[Data to examine Boundary: Start]

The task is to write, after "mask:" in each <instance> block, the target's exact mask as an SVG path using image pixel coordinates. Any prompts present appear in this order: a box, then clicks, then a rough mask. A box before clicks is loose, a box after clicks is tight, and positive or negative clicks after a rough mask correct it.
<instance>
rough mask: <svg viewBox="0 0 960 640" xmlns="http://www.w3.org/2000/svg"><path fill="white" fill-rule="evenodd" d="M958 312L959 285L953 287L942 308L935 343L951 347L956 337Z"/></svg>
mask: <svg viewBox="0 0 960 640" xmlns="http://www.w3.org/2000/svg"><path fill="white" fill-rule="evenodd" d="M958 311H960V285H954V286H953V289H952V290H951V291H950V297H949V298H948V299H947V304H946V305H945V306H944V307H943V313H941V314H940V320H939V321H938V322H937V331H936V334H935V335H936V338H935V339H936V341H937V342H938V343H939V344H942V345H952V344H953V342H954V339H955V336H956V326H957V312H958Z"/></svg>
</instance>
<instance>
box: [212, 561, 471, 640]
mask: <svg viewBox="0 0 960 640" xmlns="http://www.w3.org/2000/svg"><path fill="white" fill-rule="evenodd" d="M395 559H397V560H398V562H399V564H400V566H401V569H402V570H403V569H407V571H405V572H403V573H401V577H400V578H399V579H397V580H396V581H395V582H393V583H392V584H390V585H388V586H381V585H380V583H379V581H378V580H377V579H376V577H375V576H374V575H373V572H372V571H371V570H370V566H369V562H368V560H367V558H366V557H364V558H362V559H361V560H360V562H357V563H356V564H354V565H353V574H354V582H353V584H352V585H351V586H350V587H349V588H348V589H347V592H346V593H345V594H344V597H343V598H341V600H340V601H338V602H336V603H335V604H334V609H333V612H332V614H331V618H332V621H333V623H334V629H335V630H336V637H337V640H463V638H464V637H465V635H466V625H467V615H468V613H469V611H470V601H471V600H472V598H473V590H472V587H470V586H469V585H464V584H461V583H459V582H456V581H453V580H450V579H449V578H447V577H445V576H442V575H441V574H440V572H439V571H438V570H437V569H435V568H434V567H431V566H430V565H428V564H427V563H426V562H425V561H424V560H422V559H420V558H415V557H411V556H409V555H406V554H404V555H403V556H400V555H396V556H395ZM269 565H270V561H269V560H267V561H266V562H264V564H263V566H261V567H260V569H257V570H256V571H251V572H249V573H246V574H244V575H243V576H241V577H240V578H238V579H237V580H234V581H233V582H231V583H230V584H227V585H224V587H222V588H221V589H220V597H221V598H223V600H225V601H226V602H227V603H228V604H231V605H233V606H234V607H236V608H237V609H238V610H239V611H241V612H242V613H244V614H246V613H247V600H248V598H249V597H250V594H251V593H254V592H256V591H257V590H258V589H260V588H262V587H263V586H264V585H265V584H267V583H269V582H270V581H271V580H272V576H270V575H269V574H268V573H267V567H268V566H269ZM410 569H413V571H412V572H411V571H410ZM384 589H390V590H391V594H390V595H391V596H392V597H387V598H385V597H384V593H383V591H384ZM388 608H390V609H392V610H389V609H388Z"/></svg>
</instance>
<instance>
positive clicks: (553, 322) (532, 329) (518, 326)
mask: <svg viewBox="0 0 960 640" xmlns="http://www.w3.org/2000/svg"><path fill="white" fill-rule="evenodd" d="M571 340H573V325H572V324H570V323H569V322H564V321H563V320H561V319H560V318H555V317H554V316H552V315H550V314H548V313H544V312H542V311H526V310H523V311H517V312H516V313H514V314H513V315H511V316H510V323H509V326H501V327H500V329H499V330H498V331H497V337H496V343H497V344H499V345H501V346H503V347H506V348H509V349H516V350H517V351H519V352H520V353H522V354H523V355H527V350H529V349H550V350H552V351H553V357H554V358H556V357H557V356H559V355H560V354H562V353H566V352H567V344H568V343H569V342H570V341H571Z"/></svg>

[Data to examine Boundary: End]

* [Description of the task]
Echo the entries above word for word, starting at their very first line and ending at the line containing "rough mask: <svg", with both of those lines included.

* [Response area]
The task is to write, after "mask:" in each <instance> block, the target's exact mask as an SVG path using image pixel coordinates. Any prompts present appear in this order: a box, then clicks, then a rough mask. A box before clicks is loose, a box after clicks is tight, and positive or negative clicks after a rough mask correct it.
<instance>
rough mask: <svg viewBox="0 0 960 640" xmlns="http://www.w3.org/2000/svg"><path fill="white" fill-rule="evenodd" d="M958 312L959 285L953 287L942 308L935 343L951 347L956 337Z"/></svg>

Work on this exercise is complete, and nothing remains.